WHAT TO PRODUCE
Once you reach the line that contains "Where can you see the vegetation", retype it and each later line exactly as written, stopping only at the end of the listing.

MATERIAL PROVIDED

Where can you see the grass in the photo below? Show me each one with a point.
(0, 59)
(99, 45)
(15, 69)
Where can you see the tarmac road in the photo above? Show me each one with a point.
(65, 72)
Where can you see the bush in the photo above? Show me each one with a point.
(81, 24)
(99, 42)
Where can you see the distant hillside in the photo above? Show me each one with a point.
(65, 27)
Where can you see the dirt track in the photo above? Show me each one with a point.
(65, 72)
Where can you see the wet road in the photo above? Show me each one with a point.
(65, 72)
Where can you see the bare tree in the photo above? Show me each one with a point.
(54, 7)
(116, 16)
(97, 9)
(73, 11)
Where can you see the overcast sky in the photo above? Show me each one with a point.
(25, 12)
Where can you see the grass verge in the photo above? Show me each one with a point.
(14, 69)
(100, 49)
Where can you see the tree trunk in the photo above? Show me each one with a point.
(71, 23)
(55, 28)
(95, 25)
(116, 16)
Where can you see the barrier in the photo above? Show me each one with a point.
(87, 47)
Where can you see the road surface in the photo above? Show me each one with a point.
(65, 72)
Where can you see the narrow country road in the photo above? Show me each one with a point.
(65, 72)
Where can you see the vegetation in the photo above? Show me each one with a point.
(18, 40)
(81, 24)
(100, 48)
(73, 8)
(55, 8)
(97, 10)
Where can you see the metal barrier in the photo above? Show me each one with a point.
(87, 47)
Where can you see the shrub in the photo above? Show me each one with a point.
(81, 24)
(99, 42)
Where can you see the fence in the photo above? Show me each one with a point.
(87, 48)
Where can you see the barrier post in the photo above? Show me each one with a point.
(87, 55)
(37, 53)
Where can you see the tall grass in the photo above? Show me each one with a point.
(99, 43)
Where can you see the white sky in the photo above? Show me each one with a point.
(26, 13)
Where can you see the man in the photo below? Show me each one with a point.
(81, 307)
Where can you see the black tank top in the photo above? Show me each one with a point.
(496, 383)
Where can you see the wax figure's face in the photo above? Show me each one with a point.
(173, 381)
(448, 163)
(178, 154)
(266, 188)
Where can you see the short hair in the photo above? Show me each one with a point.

EXPECTED ANSWER
Where can you see the vegetation in the photo above? Show me each one with a point.
(18, 40)
(81, 24)
(100, 48)
(73, 8)
(55, 8)
(97, 10)
Where can you see the metal barrier in the photo above? Show me each one with a point.
(87, 47)
Where can you see the shrub in the photo above? Show me each one with a point.
(81, 24)
(99, 42)
Where can you see the fence in the photo above? Show me each one with a point.
(87, 48)
Where can you see the barrier post in the photo above? Show me each one with a point.
(87, 55)
(37, 53)
Where can you see the tall grass in the photo above? Show me each one with a point.
(99, 43)
Where can you see the white sky in the photo above? Show me each one with a point.
(26, 13)
Where can you see the man in the photo below? Show me each one with a point.
(81, 307)
Where can you see the black tank top in the photo above? Show me each one with a point.
(496, 383)
Where can you see the wax figure's face in the photo above? Show me each one with a point.
(173, 381)
(448, 163)
(178, 154)
(266, 188)
Where can you see the short hair in the photo above? Show me each one with a point.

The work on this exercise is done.